▶ **TASK MATERIAL**
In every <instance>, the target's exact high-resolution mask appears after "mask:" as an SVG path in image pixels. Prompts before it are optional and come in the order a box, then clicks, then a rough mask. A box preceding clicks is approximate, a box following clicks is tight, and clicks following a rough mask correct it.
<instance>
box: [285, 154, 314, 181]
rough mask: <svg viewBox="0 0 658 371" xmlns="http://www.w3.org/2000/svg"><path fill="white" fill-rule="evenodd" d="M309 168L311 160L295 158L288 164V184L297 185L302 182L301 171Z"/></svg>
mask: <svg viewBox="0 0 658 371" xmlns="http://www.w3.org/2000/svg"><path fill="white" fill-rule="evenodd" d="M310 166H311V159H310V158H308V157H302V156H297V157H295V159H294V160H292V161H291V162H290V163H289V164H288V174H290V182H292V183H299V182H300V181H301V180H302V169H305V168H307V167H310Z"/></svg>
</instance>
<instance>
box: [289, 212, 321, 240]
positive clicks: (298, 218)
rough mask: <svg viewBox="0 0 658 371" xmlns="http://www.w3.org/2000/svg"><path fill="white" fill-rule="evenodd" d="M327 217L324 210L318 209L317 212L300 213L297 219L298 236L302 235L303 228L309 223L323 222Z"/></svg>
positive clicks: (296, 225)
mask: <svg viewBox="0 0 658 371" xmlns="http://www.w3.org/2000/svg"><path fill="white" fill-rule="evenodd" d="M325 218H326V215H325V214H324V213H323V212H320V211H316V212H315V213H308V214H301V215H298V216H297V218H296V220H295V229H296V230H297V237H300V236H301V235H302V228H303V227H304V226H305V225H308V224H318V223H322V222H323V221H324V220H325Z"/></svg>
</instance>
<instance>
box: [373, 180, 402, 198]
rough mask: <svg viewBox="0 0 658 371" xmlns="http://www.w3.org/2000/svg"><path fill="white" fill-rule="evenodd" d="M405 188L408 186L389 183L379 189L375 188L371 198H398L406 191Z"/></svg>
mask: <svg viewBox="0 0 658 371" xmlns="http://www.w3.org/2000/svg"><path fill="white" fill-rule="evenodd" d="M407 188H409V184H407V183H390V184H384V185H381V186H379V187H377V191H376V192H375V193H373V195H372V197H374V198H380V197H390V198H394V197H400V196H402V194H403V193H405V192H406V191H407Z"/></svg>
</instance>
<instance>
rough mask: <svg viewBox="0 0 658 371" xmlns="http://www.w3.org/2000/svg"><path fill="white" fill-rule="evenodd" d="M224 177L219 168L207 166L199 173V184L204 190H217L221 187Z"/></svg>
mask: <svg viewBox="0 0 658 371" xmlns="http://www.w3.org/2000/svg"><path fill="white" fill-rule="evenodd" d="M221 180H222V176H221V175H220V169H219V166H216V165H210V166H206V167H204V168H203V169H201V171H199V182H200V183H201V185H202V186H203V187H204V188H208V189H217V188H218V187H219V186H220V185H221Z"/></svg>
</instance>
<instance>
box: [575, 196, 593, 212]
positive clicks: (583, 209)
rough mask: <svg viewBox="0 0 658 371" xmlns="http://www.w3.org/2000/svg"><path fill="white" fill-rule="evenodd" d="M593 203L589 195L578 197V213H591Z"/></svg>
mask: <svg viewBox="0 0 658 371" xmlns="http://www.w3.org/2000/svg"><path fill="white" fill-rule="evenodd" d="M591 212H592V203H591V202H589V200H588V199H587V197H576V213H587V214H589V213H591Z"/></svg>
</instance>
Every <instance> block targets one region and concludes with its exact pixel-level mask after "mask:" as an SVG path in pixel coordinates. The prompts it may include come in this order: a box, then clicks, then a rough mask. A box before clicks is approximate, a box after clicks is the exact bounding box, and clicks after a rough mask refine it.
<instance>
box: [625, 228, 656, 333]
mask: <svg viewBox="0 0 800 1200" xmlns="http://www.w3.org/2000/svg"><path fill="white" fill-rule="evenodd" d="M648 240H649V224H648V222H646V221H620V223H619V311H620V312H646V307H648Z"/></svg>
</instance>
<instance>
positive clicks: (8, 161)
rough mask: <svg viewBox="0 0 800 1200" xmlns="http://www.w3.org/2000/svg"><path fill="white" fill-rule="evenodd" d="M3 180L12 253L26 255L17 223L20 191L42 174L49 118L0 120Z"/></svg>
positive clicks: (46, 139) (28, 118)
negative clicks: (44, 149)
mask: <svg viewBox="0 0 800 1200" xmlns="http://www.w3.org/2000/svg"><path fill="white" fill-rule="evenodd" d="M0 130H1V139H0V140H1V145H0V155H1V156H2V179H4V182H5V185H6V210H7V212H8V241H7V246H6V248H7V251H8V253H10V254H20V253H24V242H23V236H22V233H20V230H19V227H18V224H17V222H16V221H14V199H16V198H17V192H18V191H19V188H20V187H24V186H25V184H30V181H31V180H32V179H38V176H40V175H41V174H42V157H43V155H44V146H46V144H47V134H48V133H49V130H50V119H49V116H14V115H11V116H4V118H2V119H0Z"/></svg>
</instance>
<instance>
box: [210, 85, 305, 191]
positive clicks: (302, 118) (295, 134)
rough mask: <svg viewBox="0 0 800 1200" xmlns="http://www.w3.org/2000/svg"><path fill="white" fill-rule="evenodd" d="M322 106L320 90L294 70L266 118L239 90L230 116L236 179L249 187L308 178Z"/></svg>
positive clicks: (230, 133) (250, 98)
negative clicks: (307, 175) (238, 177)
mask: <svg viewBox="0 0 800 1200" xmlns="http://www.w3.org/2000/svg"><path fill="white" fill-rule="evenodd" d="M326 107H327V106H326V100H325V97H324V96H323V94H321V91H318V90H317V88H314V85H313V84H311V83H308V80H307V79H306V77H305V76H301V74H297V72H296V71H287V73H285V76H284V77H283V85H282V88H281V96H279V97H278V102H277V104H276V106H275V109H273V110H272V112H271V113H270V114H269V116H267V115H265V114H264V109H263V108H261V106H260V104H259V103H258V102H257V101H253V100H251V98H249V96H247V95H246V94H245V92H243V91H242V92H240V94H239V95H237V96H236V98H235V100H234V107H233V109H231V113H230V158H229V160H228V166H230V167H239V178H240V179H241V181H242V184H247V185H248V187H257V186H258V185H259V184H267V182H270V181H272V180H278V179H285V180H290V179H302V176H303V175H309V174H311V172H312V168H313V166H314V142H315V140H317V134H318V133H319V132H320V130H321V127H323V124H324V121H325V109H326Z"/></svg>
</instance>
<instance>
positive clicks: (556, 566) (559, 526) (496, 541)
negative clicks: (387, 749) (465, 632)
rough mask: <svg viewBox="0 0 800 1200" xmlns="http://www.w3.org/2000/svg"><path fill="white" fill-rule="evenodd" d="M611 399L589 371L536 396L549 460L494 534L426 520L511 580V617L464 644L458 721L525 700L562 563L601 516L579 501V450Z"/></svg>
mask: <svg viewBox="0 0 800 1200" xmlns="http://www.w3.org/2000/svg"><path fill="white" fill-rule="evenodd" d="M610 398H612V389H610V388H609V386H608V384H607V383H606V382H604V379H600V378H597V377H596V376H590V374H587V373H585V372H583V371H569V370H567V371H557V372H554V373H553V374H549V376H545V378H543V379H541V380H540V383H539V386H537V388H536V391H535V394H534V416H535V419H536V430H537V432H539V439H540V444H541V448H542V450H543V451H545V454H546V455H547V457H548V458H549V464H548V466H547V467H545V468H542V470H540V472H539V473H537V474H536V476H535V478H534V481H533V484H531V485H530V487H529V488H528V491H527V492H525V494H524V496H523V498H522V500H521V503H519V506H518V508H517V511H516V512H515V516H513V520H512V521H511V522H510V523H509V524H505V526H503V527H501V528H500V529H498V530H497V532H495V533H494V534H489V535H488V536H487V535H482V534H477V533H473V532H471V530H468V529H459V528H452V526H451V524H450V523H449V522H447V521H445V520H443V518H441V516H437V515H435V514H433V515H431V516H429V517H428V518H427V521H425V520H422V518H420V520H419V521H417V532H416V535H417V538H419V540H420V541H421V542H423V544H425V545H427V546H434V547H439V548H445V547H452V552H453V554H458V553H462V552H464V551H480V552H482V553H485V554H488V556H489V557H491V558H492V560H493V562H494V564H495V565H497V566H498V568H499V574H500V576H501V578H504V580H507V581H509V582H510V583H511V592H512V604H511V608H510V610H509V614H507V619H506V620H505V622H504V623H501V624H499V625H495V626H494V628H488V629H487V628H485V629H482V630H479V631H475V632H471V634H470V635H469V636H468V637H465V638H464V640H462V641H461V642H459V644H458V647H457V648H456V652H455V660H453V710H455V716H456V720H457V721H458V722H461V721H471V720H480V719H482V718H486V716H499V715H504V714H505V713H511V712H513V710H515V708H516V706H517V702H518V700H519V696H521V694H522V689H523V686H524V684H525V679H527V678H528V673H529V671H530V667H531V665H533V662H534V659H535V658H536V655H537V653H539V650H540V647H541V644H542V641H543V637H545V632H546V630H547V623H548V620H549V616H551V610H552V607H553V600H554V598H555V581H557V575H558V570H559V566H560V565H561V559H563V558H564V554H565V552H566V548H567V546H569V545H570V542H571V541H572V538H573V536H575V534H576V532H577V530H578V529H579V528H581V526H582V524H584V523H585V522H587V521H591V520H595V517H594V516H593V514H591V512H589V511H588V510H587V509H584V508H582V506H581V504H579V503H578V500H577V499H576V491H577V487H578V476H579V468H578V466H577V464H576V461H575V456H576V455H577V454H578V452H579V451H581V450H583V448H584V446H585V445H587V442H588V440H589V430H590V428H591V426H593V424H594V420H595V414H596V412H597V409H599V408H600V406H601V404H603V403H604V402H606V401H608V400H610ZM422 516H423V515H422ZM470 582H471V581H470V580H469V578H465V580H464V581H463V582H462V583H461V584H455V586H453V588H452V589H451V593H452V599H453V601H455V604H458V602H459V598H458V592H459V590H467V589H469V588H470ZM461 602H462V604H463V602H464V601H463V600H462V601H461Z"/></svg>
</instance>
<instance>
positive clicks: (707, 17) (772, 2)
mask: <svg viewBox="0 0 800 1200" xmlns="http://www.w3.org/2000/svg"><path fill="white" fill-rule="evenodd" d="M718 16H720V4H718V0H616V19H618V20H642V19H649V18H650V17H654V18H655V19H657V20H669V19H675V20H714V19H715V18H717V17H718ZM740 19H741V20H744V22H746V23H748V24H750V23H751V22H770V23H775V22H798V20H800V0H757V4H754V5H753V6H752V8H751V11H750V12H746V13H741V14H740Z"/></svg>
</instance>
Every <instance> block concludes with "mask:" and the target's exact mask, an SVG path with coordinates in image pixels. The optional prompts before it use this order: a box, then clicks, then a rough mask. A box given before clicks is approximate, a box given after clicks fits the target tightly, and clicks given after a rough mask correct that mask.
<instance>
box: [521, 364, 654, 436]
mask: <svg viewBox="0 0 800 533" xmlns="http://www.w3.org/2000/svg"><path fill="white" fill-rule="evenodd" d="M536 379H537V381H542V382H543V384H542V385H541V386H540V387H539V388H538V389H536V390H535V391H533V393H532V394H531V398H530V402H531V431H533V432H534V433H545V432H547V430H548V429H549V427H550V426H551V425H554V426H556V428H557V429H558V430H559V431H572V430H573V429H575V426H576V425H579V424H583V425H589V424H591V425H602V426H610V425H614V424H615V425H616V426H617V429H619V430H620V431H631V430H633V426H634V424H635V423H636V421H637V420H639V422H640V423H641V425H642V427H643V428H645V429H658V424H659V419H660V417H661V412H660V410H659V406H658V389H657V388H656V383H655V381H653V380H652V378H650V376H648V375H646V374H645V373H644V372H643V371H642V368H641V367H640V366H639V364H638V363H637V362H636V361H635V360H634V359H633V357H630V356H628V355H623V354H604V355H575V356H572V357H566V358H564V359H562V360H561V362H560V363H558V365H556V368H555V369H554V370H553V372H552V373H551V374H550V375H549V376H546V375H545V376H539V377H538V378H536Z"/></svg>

▶ **YOUR ASSIGNMENT**
Show every line of the entries above that contains the string "optional", matching case exactly.

▶ **EXERCISE ANSWER**
In every <instance>, the target's exact high-resolution mask appears after "mask:" as an SVG path in image pixels. Prompts before it are optional and come in the order a box, then clicks, then a rough mask. A box preceding clicks is approximate, a box following clicks is tight, and clicks following a rough mask correct it.
Every <instance> block concludes with "mask:" and the target's exact mask, an SVG path with coordinates in image pixels. The optional prompts before it use this order: a box, then clicks, then a rough mask. A box given before clicks is approximate, a box given after clicks fits the target tightly, and clicks given after a rough mask correct that mask.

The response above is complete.